- [Your task]:
Set out every line of the saved entries below as a Markdown table with the columns Row and Entry line. Number each row and leave out blank lines.

Saved entries:
********
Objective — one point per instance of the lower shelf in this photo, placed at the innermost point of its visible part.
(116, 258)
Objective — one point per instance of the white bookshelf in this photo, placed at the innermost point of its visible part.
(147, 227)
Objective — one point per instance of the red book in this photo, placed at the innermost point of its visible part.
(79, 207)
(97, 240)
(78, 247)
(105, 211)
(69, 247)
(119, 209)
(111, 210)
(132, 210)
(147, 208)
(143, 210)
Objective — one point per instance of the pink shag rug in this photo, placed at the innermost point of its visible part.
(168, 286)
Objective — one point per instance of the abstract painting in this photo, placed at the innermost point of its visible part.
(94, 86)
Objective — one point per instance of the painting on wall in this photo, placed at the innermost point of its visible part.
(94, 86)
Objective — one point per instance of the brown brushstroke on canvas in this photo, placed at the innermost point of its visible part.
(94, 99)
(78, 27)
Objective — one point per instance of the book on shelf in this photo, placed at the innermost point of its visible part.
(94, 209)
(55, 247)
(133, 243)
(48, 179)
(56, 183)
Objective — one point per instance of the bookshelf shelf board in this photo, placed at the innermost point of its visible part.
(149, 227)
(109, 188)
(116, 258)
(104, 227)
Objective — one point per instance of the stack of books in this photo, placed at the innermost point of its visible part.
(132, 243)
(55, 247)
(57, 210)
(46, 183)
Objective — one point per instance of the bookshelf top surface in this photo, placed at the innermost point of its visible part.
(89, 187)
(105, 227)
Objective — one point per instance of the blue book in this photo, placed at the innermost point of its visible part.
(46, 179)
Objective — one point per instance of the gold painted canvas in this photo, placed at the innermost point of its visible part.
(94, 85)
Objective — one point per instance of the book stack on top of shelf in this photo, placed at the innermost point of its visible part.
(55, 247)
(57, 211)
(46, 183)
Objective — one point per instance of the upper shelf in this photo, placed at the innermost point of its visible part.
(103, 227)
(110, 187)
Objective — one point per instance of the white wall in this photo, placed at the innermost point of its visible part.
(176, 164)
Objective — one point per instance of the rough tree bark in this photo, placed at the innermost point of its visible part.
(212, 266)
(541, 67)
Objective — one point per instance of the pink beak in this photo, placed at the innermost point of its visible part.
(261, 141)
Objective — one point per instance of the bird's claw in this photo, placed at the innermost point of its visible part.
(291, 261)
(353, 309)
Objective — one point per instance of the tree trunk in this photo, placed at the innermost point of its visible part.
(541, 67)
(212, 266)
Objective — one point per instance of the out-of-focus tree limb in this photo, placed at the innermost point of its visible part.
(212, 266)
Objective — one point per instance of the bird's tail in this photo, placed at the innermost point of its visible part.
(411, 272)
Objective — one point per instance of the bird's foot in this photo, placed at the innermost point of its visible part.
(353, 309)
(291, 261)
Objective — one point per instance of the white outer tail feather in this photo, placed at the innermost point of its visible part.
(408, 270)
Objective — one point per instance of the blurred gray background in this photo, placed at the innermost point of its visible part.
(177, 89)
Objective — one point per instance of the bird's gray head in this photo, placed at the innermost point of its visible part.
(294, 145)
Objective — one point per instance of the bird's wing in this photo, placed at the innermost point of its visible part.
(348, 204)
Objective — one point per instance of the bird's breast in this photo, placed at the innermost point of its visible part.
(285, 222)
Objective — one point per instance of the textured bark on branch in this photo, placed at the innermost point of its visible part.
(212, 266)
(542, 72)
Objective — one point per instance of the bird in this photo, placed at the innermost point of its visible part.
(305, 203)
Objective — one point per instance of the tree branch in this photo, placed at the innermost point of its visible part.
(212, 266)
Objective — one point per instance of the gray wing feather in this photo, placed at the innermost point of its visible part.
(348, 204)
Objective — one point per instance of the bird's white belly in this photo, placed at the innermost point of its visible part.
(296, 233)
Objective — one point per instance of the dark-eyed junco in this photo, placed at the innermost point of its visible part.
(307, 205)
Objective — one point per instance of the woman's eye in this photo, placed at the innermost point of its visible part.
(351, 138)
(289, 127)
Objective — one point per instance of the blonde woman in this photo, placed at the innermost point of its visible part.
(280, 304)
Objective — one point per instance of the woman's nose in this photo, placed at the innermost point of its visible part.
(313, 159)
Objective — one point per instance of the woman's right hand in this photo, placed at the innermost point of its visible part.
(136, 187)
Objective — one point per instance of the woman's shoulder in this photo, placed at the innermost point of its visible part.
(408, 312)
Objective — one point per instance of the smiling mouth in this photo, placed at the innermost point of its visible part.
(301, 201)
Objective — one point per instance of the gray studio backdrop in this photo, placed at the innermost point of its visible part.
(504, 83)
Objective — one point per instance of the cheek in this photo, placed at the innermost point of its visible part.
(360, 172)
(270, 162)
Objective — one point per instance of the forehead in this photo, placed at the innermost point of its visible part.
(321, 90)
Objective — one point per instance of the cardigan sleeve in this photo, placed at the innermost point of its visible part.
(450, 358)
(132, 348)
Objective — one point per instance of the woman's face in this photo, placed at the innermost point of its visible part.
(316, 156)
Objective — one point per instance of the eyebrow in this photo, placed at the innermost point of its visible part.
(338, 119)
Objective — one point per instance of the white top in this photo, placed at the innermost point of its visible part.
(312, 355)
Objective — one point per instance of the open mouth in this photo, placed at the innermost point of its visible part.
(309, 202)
********
- [Answer for this exercise]:
| Row | Entry line |
|---|---|
| 1 | Objective — one point per instance of the lower shelf in this photo, placed at the innermost point of its visible part. |
| 2 | (116, 258) |
| 3 | Objective — one point per instance of the white bookshelf in this photo, placed at the innermost point of its visible part. |
| 4 | (147, 227) |
| 5 | Objective — one point per instance of the red book in this photo, placed at the innermost point of its visible part. |
| 6 | (79, 207) |
| 7 | (97, 240) |
| 8 | (78, 247) |
| 9 | (105, 211) |
| 10 | (69, 247) |
| 11 | (119, 209) |
| 12 | (111, 210) |
| 13 | (132, 210) |
| 14 | (147, 208) |
| 15 | (143, 210) |
| 16 | Objective — one point per instance of the pink shag rug in this photo, placed at the innermost point of its visible part. |
| 17 | (168, 286) |
| 18 | Objective — one point per instance of the abstract painting in this photo, placed at the innermost point of its visible part. |
| 19 | (94, 86) |
| 20 | Objective — one point per instance of the painting on wall in this photo, placed at the innermost point of its visible part. |
| 21 | (94, 86) |
| 22 | Objective — one point per instance of the brown brushstroke on canvas in this photo, placed at the innermost point of its visible part. |
| 23 | (94, 99) |
| 24 | (78, 27) |
| 25 | Objective — one point per instance of the book on shelf in this photo, placed at the innermost point of its visible part. |
| 26 | (94, 209) |
| 27 | (55, 247) |
| 28 | (133, 243) |
| 29 | (48, 179) |
| 30 | (56, 183) |
| 31 | Objective — one point per instance of the bookshelf shelf board in this photo, placed at the innermost point of its visible part. |
| 32 | (149, 227) |
| 33 | (109, 188) |
| 34 | (116, 258) |
| 35 | (104, 227) |
| 36 | Objective — one point per instance of the stack of books in this photo, placed at the innermost point of its visible part. |
| 37 | (132, 243) |
| 38 | (55, 247) |
| 39 | (57, 210) |
| 40 | (46, 183) |
| 41 | Objective — one point per instance of the bookshelf top surface in this photo, placed at the innermost point of its visible part. |
| 42 | (89, 187) |
| 43 | (105, 227) |
| 44 | Objective — one point per instance of the blue book in this photo, placed at the innermost point of its visible part. |
| 45 | (46, 179) |
| 46 | Objective — one point per instance of the gold painted canvas in this photo, placed at the innermost point of its visible part. |
| 47 | (94, 85) |
| 48 | Objective — one point per instance of the book stack on top of shelf in this photo, placed at the innermost point of its visible part. |
| 49 | (55, 247) |
| 50 | (57, 211) |
| 51 | (46, 183) |
| 52 | Objective — one point per instance of the upper shelf in this photo, placed at the innermost point of its visible part. |
| 53 | (103, 227) |
| 54 | (110, 187) |
| 55 | Objective — one point per instance of the white wall in this photo, placed at the innermost point of its visible part. |
| 56 | (176, 164) |
| 57 | Objective — one point per instance of the rough tree bark in this photo, placed at the innermost point of its visible part. |
| 58 | (212, 266) |
| 59 | (541, 67) |
| 60 | Objective — one point per instance of the pink beak in this photo, placed at the innermost point of its visible part. |
| 61 | (261, 141) |
| 62 | Objective — one point per instance of the bird's claw in this photo, placed at the innermost point of its visible part. |
| 63 | (291, 261) |
| 64 | (353, 309) |
| 65 | Objective — one point per instance of the tree trunk in this photo, placed at the innermost point of its visible part. |
| 66 | (541, 67) |
| 67 | (212, 266) |
| 68 | Objective — one point per instance of the out-of-focus tree limb in this photo, placed at the innermost point of its visible part. |
| 69 | (212, 266) |
| 70 | Objective — one point per instance of the bird's tail in this photo, placed at the innermost point of its visible part. |
| 71 | (411, 272) |
| 72 | Objective — one point per instance of the bird's foot in this photo, placed at the innermost point of its visible part. |
| 73 | (353, 309) |
| 74 | (291, 261) |
| 75 | Objective — one point per instance of the white outer tail feather in this photo, placed at the innermost point of its visible part. |
| 76 | (408, 270) |
| 77 | Objective — one point per instance of the blurred gray background in this photo, placed at the innermost point of its visible part. |
| 78 | (177, 89) |
| 79 | Objective — one point per instance of the bird's gray head in this photo, placed at the innermost point of its visible part. |
| 80 | (294, 145) |
| 81 | Objective — one point per instance of the bird's wing in this photo, placed at the innermost point of its visible part. |
| 82 | (348, 204) |
| 83 | Objective — one point per instance of the bird's breast in this photo, placed at the innermost point of its visible part. |
| 84 | (285, 222) |
| 85 | Objective — one point per instance of the textured bark on branch in this photo, placed at the innermost point of its visible part. |
| 86 | (212, 266) |
| 87 | (542, 72) |
| 88 | Objective — one point per instance of the bird in this photo, placed at the innermost point of its visible part. |
| 89 | (305, 203) |
| 90 | Objective — one point per instance of the tree branch in this photo, placed at the innermost point of its visible part. |
| 91 | (212, 266) |
| 92 | Objective — one point per instance of the gray wing feather in this photo, placed at the innermost point of its visible part. |
| 93 | (348, 204) |
| 94 | Objective — one point per instance of the bird's white belly in this photo, placed at the innermost point of its visible part. |
| 95 | (296, 233) |
| 96 | Objective — one point per instance of the dark-eyed junco in this photo, placed at the innermost point of its visible part. |
| 97 | (307, 205) |
| 98 | Objective — one point per instance of the woman's eye in this photo, placed at the innermost point of its visible part. |
| 99 | (351, 138) |
| 100 | (289, 127) |
| 101 | Objective — one point per instance of the blonde woman in this photo, placed at the innermost point of its visible part. |
| 102 | (280, 304) |
| 103 | Objective — one point per instance of the woman's nose in this photo, placed at the innermost point of its visible part. |
| 104 | (313, 159) |
| 105 | Objective — one point per instance of the woman's right hand in this photo, placed at the innermost point of its visible part. |
| 106 | (136, 187) |
| 107 | Objective — one point per instance of the woman's shoulder in this photo, placed at the innermost point of its visible part. |
| 108 | (408, 312) |
| 109 | Objective — one point per instance of the smiling mouth in this photo, placed at the innermost point of its visible part. |
| 110 | (301, 201) |
| 111 | Objective — one point per instance of the gray studio backdrop in this photo, placed at the innermost point of its visible part. |
| 112 | (504, 83) |
| 113 | Objective — one point per instance of the cheek in this photo, placed at the innermost point of its visible part. |
| 114 | (360, 172) |
| 115 | (270, 162) |
| 116 | Objective — one point per instance of the forehead in this photo, placed at the innermost point of its visible part. |
| 117 | (321, 90) |
| 118 | Objective — one point per instance of the cardigan sleeve in this photo, placed at the innermost point of its visible part. |
| 119 | (450, 358) |
| 120 | (132, 348) |
| 121 | Objective — one point per instance of the woman's face in this photo, placed at the innermost point of its visible part. |
| 122 | (316, 156) |
| 123 | Objective — one point per instance of the eyebrow in this photo, placed at the innermost point of its visible part. |
| 124 | (338, 119) |
| 125 | Objective — one point per instance of the white top in this photo, placed at the innermost point of its visible part. |
| 126 | (312, 355) |
| 127 | Objective — one point per instance of the open mouth in this photo, placed at the innermost point of its visible part. |
| 128 | (309, 202) |